- TESTO DELLA PAGINA:

━━━━━━━━

Perché siamo degli appassionati terminali di musica e lettura, prima di tutto.

Di tutto ciò che è LIBERA espressione. In un’epoca come questa dove ogni cosa è a disposizione, libera appunto, ma senza alcun tipo di controllo o di filtro, quindi difficilmente raggiungibile senza una guida, senza una direzione.

Perché è da quando abbiamo preso possesso della ragione che non smettiamo di essere curiosi, di cercare cose nuove, meno note. Non ci fermiamo MAI, davanti a niente e nessuno.

Quindi, dopo aver letto l’ennesima testimonianza di prima mano da parte di gente che non sapeva nemmeno dove stava di casa (il riferimento è Journey To The Center Of The Cramps, ovvero la biografia dei mitici Cramps di Dick Porter recentemente tradotta in Italia dai ragazzi di Goodfellas) ma era sicura di quello che faceva, ovvero riportare a galla il suono più malato degli anni ’50, quello delle B-sides di rari ed innominabili 45 giri di rockabilly; e centrifugarlo con gli horror comics e il clima urbano e degradato della New York di metà anni settanta. Erano talmente convinti che, alla fine, hanno avuto ragione loro. In barba a tutti!

E così siamo anche noi. Non ci interessa minimamente, per il momento, avere un obiettivo preciso o, meglio, un punto di arrivo. Ci godiamo il viaggio. Vogliamo condividere i nostri soliti ed insoliti ascolti e letture (tutti, per noi, ineludibilmente da CINQUE STELLE e quasi irrimediabilmente PERDUTI) con quanta più gente possibile. Nel mare magnum indistinto della rete globale occorre più che mai una guida all’ascolto ed alla lettura. Occorrono punti fermi.

Proveremo ad essere un filtro, un catalizzatore magari; con i nostri punti di vista e la nostra attitudine proveremo a fare grandi passi, ad assicurarci le cose migliori che ci sono sul nostro pianeta (per gli altri, vedremo) anche in quest’epoca confusa e infelice.

Non è cosa da poco, lo sappiamo.

Se funzionerà saranno i lettori a dirlo, che sono liberi di criticare o suggerire quello che vogliono.

━━━━━━━━

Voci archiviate
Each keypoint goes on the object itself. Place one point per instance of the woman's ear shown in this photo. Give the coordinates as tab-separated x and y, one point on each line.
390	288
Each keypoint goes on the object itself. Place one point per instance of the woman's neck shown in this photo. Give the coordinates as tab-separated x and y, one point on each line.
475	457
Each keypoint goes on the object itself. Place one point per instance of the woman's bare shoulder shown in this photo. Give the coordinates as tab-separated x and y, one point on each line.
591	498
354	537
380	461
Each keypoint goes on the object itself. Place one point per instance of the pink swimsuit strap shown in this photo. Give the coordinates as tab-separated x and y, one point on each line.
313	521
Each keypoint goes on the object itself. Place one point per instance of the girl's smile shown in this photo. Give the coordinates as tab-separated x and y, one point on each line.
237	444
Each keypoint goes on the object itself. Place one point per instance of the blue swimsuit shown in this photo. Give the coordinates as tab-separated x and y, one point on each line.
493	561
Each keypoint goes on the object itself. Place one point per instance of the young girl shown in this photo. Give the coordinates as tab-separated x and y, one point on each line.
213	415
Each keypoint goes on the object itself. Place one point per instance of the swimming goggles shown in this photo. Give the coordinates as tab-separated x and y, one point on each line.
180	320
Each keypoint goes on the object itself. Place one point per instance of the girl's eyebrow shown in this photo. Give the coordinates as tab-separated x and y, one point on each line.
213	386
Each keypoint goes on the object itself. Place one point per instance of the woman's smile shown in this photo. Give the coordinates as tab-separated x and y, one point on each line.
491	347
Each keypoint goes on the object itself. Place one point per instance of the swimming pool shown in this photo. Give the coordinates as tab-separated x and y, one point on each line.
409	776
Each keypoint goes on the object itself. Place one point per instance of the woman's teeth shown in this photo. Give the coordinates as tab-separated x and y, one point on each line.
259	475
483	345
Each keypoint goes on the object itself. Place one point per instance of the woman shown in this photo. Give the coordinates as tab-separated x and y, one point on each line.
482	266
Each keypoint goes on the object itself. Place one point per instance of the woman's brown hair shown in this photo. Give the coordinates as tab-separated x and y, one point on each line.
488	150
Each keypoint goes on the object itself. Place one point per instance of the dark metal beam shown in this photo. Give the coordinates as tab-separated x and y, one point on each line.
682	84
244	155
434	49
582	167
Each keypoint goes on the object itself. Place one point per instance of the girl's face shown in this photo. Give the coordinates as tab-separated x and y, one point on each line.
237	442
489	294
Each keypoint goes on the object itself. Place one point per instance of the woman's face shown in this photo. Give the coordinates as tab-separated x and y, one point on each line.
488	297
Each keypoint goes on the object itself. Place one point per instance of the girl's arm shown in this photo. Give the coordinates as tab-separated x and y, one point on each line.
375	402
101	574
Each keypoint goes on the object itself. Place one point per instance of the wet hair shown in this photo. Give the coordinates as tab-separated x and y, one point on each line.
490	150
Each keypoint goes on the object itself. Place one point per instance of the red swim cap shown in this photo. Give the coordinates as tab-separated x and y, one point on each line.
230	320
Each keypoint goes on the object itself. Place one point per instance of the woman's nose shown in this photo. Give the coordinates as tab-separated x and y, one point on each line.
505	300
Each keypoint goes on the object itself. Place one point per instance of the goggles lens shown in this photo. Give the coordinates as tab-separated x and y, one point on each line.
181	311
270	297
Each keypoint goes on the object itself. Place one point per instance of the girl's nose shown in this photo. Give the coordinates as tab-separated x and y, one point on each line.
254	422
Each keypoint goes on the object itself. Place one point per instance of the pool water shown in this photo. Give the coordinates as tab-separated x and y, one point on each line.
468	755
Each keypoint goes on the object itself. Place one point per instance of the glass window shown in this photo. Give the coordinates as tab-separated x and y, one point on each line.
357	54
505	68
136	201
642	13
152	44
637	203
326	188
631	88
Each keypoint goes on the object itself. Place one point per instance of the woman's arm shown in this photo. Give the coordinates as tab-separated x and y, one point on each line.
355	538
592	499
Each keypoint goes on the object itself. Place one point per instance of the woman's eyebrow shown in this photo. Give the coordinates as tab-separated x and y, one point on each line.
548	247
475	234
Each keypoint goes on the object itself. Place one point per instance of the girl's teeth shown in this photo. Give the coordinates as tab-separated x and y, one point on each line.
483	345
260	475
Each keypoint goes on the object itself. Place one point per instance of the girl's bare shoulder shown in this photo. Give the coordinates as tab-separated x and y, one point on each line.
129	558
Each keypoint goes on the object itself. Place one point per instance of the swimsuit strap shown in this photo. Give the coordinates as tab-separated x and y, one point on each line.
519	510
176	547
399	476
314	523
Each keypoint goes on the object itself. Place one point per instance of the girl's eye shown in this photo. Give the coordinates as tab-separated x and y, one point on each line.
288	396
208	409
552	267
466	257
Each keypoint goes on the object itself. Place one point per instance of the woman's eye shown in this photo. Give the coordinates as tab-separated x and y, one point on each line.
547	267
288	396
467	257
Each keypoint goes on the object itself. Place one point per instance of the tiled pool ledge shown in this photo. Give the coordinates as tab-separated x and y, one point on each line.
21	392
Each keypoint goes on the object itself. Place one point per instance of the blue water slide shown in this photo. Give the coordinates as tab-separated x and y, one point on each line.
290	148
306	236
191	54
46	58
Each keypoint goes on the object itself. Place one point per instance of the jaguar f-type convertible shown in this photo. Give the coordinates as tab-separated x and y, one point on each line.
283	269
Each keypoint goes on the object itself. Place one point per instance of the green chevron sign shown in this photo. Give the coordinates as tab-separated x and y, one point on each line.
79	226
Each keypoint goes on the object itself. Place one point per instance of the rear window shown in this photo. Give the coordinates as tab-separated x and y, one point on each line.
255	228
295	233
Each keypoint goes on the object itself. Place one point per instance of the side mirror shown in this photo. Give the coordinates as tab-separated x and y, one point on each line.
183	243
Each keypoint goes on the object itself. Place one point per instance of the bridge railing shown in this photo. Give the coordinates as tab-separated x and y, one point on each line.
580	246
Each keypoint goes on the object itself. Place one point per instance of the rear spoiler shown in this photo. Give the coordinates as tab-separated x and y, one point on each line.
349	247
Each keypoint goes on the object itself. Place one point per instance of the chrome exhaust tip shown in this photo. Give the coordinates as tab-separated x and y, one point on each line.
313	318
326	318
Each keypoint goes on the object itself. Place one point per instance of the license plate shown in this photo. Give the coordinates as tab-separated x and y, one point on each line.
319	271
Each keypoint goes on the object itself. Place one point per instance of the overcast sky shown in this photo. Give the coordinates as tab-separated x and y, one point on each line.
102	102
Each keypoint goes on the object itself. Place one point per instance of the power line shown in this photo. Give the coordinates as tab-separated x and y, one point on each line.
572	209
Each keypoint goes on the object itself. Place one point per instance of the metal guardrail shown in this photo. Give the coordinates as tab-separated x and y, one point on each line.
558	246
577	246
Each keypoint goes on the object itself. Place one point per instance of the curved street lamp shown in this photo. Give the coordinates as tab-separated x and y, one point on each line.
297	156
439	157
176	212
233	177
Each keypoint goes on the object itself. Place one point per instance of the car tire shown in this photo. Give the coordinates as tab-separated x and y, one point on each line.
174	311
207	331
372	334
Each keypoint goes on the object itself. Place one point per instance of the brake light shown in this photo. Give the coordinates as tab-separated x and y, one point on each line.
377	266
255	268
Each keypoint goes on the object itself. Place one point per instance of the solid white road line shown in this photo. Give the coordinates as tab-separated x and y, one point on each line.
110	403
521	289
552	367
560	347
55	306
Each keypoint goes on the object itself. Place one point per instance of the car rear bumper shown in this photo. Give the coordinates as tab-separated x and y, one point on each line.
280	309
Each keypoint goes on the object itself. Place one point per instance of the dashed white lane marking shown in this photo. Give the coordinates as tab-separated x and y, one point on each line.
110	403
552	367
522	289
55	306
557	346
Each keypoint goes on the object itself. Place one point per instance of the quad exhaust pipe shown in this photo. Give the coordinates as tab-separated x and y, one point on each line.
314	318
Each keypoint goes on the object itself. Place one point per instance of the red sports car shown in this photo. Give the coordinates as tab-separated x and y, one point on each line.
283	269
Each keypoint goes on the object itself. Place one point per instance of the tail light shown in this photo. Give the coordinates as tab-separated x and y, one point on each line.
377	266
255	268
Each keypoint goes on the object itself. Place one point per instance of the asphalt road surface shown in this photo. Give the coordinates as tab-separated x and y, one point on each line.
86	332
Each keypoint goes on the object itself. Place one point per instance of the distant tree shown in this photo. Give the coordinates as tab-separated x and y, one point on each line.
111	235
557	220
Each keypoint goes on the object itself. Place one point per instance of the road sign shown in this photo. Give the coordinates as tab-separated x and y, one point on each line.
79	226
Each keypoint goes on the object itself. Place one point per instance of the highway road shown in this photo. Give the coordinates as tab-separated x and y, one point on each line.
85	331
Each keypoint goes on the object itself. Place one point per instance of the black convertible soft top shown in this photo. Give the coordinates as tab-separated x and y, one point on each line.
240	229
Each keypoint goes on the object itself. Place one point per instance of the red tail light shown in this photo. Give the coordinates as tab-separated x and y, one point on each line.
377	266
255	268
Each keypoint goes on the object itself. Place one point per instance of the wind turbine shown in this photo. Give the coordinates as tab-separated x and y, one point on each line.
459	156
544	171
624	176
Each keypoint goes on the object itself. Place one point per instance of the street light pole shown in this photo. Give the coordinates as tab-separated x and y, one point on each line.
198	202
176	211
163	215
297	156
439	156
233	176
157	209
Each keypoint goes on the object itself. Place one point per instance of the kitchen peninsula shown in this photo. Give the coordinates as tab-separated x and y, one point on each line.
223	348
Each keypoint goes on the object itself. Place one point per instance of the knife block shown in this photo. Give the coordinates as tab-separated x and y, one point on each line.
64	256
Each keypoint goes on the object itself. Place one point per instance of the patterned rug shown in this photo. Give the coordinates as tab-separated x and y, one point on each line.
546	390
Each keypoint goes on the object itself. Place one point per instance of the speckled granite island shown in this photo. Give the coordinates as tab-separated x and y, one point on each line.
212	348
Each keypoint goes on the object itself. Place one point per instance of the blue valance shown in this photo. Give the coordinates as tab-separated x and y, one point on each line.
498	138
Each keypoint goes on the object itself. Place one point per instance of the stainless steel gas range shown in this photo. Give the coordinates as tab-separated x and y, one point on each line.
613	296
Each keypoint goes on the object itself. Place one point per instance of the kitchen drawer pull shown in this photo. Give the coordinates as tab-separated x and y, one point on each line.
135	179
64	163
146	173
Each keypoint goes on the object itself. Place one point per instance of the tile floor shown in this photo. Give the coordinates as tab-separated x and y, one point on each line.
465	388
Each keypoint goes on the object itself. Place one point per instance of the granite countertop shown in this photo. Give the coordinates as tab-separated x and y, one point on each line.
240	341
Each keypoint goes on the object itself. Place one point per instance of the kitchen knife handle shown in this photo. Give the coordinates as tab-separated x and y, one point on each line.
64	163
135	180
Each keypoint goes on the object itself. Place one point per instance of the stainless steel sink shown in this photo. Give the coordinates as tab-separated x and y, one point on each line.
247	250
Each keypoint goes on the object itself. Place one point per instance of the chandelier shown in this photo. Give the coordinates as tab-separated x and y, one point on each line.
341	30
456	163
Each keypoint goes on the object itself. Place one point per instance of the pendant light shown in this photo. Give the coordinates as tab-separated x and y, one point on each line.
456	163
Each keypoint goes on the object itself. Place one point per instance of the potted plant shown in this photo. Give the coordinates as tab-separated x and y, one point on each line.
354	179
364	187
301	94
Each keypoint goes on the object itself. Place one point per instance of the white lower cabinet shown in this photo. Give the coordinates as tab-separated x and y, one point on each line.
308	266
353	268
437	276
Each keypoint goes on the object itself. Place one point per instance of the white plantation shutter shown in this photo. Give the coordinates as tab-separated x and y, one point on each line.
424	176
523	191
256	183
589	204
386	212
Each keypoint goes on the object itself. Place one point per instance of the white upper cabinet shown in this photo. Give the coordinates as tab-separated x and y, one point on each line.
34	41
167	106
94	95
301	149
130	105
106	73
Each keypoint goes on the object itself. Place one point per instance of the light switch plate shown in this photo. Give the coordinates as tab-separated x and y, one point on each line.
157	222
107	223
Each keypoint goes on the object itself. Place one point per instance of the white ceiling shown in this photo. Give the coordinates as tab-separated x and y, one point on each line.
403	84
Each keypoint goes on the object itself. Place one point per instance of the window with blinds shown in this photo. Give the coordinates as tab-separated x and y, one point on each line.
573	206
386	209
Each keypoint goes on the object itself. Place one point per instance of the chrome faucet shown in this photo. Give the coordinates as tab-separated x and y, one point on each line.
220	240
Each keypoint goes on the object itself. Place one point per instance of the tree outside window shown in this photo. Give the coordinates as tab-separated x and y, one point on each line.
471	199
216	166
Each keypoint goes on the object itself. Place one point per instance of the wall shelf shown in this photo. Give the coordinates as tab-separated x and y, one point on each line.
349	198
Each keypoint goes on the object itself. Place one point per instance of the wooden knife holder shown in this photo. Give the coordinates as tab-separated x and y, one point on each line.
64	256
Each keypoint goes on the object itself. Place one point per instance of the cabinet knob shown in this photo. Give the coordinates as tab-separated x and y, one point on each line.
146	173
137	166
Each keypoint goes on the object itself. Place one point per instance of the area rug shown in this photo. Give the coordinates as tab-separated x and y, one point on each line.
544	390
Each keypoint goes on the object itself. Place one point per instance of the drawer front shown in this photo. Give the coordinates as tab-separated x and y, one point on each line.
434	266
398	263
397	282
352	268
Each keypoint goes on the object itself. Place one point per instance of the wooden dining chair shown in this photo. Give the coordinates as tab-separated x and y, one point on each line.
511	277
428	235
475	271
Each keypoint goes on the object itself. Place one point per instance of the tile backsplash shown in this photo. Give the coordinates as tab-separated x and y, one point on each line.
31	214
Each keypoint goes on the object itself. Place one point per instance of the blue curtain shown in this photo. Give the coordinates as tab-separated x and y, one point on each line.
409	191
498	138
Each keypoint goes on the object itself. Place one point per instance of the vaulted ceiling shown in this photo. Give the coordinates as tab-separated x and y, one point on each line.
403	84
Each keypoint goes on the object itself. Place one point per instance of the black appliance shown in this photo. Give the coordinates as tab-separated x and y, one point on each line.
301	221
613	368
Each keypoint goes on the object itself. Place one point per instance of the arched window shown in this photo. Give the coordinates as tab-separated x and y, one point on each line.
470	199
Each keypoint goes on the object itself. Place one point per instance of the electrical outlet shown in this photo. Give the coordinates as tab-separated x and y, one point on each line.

━━━━━━━━

- LAVORO RICHIESTO:
**a.** Quali parole o espressioni del testo sulla passione per musica e lettura sono scritte interamente in maiuscolo?
**b.** Trasforma in una tabella Markdown con le colonne «N.» e «Riga» le voci archiviate, partendo dalla riga che contiene "the black appliance" e arrivando alla fine delle voci. Tralascia le righe vuote.

- RISPOSTE ALL'ESERCIZIO:
**a.** LIBERA, MAI, CINQUE STELLE, PERDUTI

**b.**
| N. | Riga |
|---|---|
| 1 | Each keypoint goes on the object itself. Place one point per instance of the black appliance shown in this photo. Give the coordinates as tab-separated x and y, one point on each line. |
| 2 | 301	221 |
| 3 | 613	368 |
| 4 | Each keypoint goes on the object itself. Place one point per instance of the arched window shown in this photo. Give the coordinates as tab-separated x and y, one point on each line. |
| 5 | 470	199 |
| 6 | Each keypoint goes on the object itself. Place one point per instance of the electrical outlet shown in this photo. Give the coordinates as tab-separated x and y, one point on each line. |